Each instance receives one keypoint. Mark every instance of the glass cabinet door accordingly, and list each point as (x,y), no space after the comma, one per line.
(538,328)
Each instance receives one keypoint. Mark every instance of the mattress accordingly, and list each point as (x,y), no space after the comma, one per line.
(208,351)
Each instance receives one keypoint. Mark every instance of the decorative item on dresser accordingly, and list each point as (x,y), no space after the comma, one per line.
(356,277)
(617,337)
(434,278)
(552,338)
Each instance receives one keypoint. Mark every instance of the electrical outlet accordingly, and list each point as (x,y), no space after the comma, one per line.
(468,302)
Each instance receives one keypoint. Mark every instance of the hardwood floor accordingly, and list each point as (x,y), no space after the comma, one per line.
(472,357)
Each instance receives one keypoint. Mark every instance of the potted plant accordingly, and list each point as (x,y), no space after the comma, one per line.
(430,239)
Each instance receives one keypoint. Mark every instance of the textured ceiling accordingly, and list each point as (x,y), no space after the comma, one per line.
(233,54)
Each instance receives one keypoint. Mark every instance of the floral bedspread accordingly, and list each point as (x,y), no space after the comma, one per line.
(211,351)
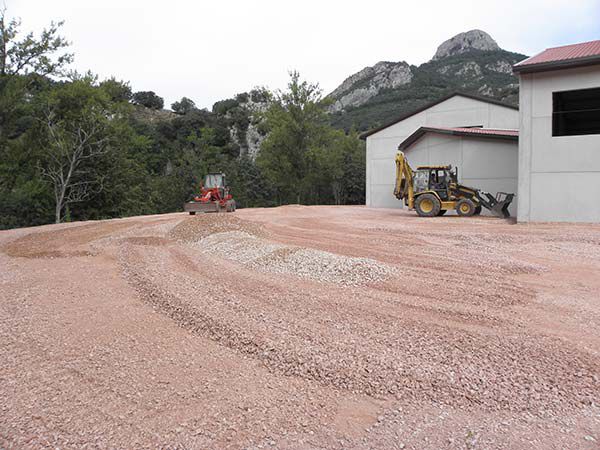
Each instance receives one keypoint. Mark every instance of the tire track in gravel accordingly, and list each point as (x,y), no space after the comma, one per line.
(358,345)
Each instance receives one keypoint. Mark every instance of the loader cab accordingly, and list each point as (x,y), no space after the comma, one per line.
(435,178)
(216,181)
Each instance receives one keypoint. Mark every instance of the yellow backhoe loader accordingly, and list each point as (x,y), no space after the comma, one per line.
(433,190)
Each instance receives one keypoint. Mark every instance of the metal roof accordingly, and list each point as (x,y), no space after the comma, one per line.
(481,98)
(485,133)
(574,55)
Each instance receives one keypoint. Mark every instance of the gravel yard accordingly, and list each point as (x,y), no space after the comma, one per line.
(300,327)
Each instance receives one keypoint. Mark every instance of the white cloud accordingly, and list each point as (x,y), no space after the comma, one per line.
(209,50)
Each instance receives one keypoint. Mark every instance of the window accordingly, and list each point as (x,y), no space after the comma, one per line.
(576,112)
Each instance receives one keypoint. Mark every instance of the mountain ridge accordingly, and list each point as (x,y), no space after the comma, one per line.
(470,62)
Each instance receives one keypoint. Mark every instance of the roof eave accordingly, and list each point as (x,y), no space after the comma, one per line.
(413,138)
(493,101)
(557,65)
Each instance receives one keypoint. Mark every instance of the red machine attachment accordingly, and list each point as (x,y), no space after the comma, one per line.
(214,196)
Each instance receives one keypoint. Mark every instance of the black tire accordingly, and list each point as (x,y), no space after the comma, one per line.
(465,207)
(427,205)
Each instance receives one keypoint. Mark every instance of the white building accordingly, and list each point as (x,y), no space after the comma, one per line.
(559,135)
(486,158)
(487,162)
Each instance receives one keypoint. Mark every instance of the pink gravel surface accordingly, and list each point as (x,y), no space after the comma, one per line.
(300,327)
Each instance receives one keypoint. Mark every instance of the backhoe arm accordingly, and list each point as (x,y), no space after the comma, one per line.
(404,188)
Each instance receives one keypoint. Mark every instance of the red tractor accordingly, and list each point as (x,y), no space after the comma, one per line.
(214,196)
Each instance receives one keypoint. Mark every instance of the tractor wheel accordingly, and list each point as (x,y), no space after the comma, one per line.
(465,207)
(428,205)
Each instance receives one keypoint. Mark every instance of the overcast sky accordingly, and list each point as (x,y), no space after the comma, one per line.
(211,50)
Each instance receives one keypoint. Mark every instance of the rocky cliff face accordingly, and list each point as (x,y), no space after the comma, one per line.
(470,62)
(362,86)
(465,42)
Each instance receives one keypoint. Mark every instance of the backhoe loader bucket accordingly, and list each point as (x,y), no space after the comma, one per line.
(194,207)
(497,205)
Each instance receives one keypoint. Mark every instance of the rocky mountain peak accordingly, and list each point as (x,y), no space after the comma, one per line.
(463,42)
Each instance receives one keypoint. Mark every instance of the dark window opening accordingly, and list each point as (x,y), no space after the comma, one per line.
(576,112)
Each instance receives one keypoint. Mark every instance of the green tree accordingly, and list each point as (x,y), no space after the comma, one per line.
(149,99)
(296,122)
(183,106)
(79,124)
(28,54)
(118,91)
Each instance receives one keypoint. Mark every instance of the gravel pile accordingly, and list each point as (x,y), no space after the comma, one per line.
(149,342)
(310,264)
(202,225)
####################
Rewrite all of the records above so that "keypoint" becomes "landmark" and nothing else changes; leave out the pictures.

- _Exercise result_
Each instance receives one landmark. Mark every instance of the glass cabinet door accordingly, and list each point as (x,y), no space after the comma, one per line.
(538,328)
Each instance receives one landmark. Mark every instance of the mattress accordingly, and list each point as (x,y), no space after the comma, one per line.
(208,351)
Each instance receives one landmark. Mark every instance of the decorative item on dresser accordingly, and list each point as (x,y), no space after the comma, one per line.
(356,277)
(617,337)
(434,278)
(552,338)
Each instance receives one landmark. Mark every instance of the electrical outlet accordingly, and list each point as (x,y), no space after the comma, one per line.
(468,302)
Each instance receives one landmark. Mark every instance of the hardwood floor accordingly, and list each point as (x,y), no space after the comma, one per line.
(472,357)
Each instance receives one landmark. Mark every instance of the potted plant accordingly, and list each point as (x,y), no space after the comma, one per line.
(430,239)
Each instance receives one landmark. Mark every instance of the textured ceiling accordingly, and list each point as (x,y), no space after the comma, one per line.
(233,54)
Each instance receives one landmark. Mark every instance of the floral bedspread accordingly, and list each point as (x,y), no space after the comma, one per line.
(211,351)
Each instance receives one landmark. Mark every instance of the tire track in gravel accordingly, and list each point as (x,y), no space after the comma, one per line.
(358,345)
Each instance receives one landmark. Mark every instance of the loader cab accordingly, and list each point as (x,y), no space after the comma, one per line.
(435,178)
(216,181)
Each instance receives one landmark. Mark every instance of the yellow backhoe loader accordingly, and list each point as (x,y), no space after the comma, one per line.
(433,190)
Each instance receives one landmark. Mark every instance of the metal roof accordingly, and list each point as (x,y), no space after the comma, one per line.
(481,98)
(485,133)
(574,55)
Each instance receives one landmark. Mark every instance of the gravel yard accordingly, and list each point as (x,y), no space after the comma, one per line.
(300,327)
Each instance receives one landmark. Mark every instance of the white cloud accordingly, and list each point as (x,y), no space after the comma, one per line.
(209,50)
Each instance receives one landmark. Mark every instance of the window accordingly, and list each point as (x,y), no space after the comma, one per line.
(576,112)
Each instance receives one landmark. Mark every instance of the mountain ridge accordingly, and list each point as (x,y), no space after the comma, one per line.
(470,62)
Each instance receives one landmark. Mark every instance of the roof eave accordingly, and list each point as (x,y), no space after the comma, one per line.
(413,138)
(493,101)
(557,65)
Each instance receives one landmark. Mark every instance of the red machine attachment accordingly, and list each point as (x,y), no space after the comma, one per line.
(214,196)
Each instance receives one landmark. Mark every instance of the black tire accordingly, and list each point as (x,y), no space after the comma, one per line.
(465,207)
(427,205)
Each instance receives one landmark. Mark every instance of the white building accordingly, and list each point as (x,y), no space after the comma, one per line.
(559,135)
(486,158)
(487,162)
Each instance receives one landmark. Mark every instance of the pink gravel surface accordingly, and list each point as (x,y), no space after the comma, one per line.
(300,327)
Each instance receives one landmark. Mark every instance of the backhoe arm accordingly, and list each point as (x,y), no space after the comma, one per line.
(404,188)
Each instance receives one landmark. Mark every instance of the red tractor accordingly, and list each point as (x,y), no space after the comma, one per line.
(214,196)
Each instance receives one landmark. Mark every instance of the tractor wheel accordingly, and list each point as (x,y), no space after the comma, one per line.
(465,207)
(428,205)
Each instance receives one landmark. Mark every instance of the overcast sky accordingly, and list each point as (x,y), no space after the comma, one per line.
(211,50)
Each instance receives one landmark. Mark every instance of the rocky cliff face accordingly, and list each point as (x,y), no space after the comma, one per line.
(470,62)
(362,86)
(465,42)
Each instance receives one landmark. Mark every instance of the backhoe loader bucket accordingly, and list each point as (x,y), no space after the comma, one per line.
(194,207)
(497,205)
Each instance receives one landmark. Mark every instance of the rocky mountain peak accordingly, and list each point as (x,y), no space after the comma, one per line.
(463,42)
Each instance receives one landmark. Mark every instance of the dark window opening accordingly, and list each point as (x,y), no space after the comma, one per line.
(576,112)
Each instance receives one landmark. Mark every instance of the green tree accordingly, and list each point as (x,y), no space after the comma, one per line.
(149,99)
(296,122)
(183,106)
(79,124)
(28,54)
(118,91)
Each instance receives one landmark. Mark every instance of the gravel pile accordingly, and list each point as (x,y), no space after the comma, one per line.
(149,342)
(310,264)
(202,225)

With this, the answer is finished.